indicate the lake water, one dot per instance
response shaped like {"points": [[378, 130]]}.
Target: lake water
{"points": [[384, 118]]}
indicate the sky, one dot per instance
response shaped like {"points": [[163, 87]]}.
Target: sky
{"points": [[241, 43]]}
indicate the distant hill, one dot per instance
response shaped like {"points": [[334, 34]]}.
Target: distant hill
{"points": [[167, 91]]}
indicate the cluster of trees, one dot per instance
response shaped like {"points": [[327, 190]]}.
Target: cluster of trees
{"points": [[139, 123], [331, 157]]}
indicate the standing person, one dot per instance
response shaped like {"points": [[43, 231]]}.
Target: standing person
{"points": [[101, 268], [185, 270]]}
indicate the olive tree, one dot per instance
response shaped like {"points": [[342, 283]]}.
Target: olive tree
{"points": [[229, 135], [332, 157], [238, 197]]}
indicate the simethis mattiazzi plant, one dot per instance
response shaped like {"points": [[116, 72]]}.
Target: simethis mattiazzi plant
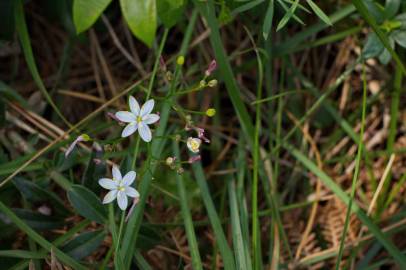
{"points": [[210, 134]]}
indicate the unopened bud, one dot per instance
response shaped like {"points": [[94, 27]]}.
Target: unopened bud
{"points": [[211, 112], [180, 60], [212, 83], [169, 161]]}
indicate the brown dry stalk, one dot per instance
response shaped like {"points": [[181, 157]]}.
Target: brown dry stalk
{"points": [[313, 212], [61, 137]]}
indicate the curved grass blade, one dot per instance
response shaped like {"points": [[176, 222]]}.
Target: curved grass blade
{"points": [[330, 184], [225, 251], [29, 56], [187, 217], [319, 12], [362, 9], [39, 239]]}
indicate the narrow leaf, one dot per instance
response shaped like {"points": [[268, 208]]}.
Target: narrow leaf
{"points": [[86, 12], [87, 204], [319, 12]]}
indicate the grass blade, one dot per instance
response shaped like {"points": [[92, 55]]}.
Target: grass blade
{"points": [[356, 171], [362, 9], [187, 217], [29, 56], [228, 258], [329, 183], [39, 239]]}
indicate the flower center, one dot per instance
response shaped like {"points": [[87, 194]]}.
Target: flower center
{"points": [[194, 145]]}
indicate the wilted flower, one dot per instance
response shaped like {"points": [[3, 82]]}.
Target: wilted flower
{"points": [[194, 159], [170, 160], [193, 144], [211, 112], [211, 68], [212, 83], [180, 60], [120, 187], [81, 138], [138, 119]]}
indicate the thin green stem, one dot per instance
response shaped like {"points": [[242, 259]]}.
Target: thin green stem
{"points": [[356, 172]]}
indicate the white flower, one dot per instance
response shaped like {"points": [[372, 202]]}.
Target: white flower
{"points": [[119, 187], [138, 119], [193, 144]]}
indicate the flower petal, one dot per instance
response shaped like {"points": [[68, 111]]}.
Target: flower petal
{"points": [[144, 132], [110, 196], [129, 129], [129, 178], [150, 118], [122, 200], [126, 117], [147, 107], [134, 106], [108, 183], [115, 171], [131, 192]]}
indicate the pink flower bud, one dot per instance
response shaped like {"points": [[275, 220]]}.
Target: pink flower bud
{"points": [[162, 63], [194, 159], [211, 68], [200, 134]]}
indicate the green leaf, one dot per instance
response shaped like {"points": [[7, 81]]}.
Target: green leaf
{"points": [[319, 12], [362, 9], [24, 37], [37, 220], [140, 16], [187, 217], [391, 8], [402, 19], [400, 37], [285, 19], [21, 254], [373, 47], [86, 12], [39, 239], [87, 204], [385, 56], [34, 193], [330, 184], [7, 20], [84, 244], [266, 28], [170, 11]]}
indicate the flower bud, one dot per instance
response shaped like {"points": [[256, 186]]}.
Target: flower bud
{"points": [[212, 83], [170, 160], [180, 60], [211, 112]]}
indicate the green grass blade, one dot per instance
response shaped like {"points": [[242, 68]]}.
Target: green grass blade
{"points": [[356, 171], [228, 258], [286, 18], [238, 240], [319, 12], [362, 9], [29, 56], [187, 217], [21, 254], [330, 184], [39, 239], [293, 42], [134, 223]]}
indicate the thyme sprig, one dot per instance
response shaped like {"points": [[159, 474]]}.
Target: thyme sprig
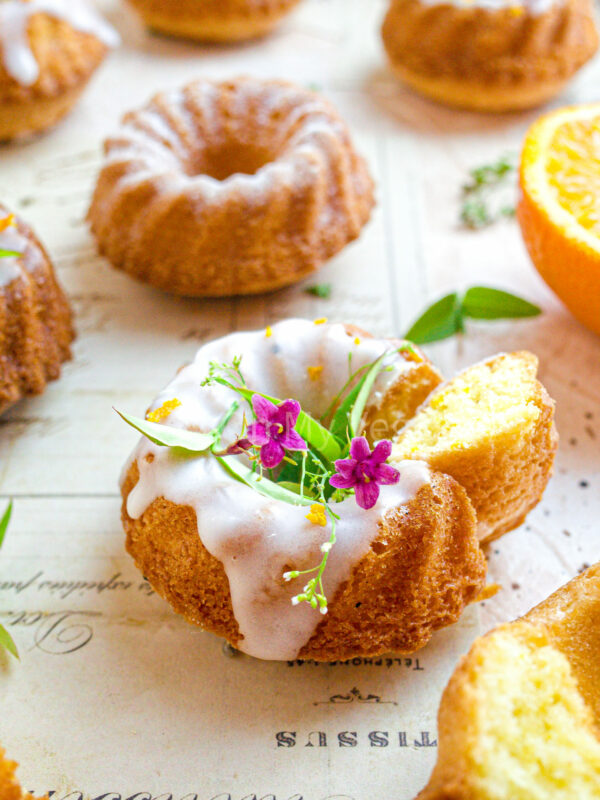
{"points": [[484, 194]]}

About this exercise:
From the entries above, write out every line without a single change, skipping the images.

Solved problem:
indicate the lake water, one dot per instance
response shaped like {"points": [[378, 130]]}.
Target: lake water
{"points": [[384, 118]]}
indicate the sky, one dot per instance
response shaped like {"points": [[163, 87]]}.
Target: sky
{"points": [[241, 43]]}
indicate the distant hill, one dot per instance
response shaped like {"points": [[334, 34]]}.
Target: distant hill
{"points": [[167, 91]]}
indicate the cluster of trees, one dot per instance
response shaped like {"points": [[327, 190]]}.
Target: cluster of trees
{"points": [[139, 123], [331, 157]]}
indicate the standing person, one dot per instance
response shaped like {"points": [[43, 231]]}.
Target: standing person
{"points": [[101, 268], [185, 270]]}
indicate the olive tree, one dot per instance
response shaped like {"points": [[342, 283]]}.
Target: olive tree
{"points": [[229, 135], [332, 157], [238, 197]]}
indicate the simethis mattiazzi plant, one dot per instance
response shaped like {"points": [[116, 72]]}.
Target: simethis mattiazzi plant
{"points": [[210, 134]]}
indicate the unopened bud, one dot per instance
response shaped like {"points": [[94, 27]]}.
Target: unopened bud
{"points": [[211, 112], [180, 60], [212, 83], [169, 161]]}
indicate the brown dry stalk, one dot per instance
response shaped like {"points": [[181, 157]]}.
Target: brown dry stalk
{"points": [[313, 212], [61, 137]]}
indicate the curved grass blade, one dot per instance
response shaped like {"points": [[176, 222]]}.
Target: curved grass blade
{"points": [[330, 184], [225, 251], [29, 56], [187, 217], [319, 12], [362, 9], [39, 239]]}
indicate the narrow leaf, one dot per instance
response shaped like {"points": [[268, 208]]}.
Target: narrow leaf
{"points": [[86, 12], [87, 204], [319, 12]]}
indicate the grass blade, one dot per instance
response shaped like {"points": [[92, 55]]}.
Target: grass blade
{"points": [[356, 171], [362, 9], [187, 217], [29, 56], [228, 258], [329, 183], [39, 239]]}
indicate the flower center, one dot per instance
response shaped like {"points": [[87, 194]]}.
Target: flower center
{"points": [[194, 145]]}
indicate the wilted flower, one dot per instance
response shaped like {"points": [[3, 82]]}.
Target: wilted flower
{"points": [[194, 159], [170, 160], [193, 144], [211, 112], [211, 68], [212, 83], [180, 60], [120, 187], [81, 138], [138, 119]]}
indicate the thin green stem, one dot per instance
response shaped like {"points": [[242, 259]]}.
Target: thin green stem
{"points": [[356, 172]]}
indicate the white flower, one dot per instance
response shaped like {"points": [[372, 202]]}.
Target: white flower
{"points": [[119, 187], [138, 119], [193, 144]]}
indicate the flower petal, one dot per instance
response shaped like {"points": [[68, 111]]}.
Target: flower petal
{"points": [[144, 132], [110, 196], [129, 129], [129, 178], [150, 118], [122, 200], [126, 117], [147, 107], [134, 106], [108, 183], [115, 171], [131, 192]]}
indicate the pink flower bud, one dot per instance
response shaped like {"points": [[275, 220]]}.
Target: pink flower bud
{"points": [[162, 63], [194, 159], [211, 68], [200, 134]]}
indicate the green leaf, one dot per instance
response shaped like {"points": [[7, 81]]}.
Target: green leaf
{"points": [[319, 12], [362, 9], [24, 37], [37, 220], [140, 16], [187, 217], [391, 8], [402, 19], [400, 37], [285, 19], [21, 254], [373, 47], [86, 12], [39, 239], [87, 204], [385, 56], [34, 193], [330, 184], [7, 20], [84, 244], [266, 28], [170, 11]]}
indicate the flower bud, one dot per instance
response shaped like {"points": [[256, 186]]}.
Target: flower bud
{"points": [[212, 83], [170, 160], [180, 60], [211, 112]]}
indicate the green grass blade, one dot per instance
response shaped like {"points": [[242, 68]]}.
Target: green grass blade
{"points": [[356, 171], [228, 258], [286, 18], [238, 240], [319, 12], [362, 9], [29, 56], [187, 217], [21, 254], [330, 184], [39, 239], [293, 42], [134, 223]]}
indicate the thyme sprig, one dot per instance
response shaped like {"points": [[159, 474]]}.
Target: thyme sprig
{"points": [[484, 194]]}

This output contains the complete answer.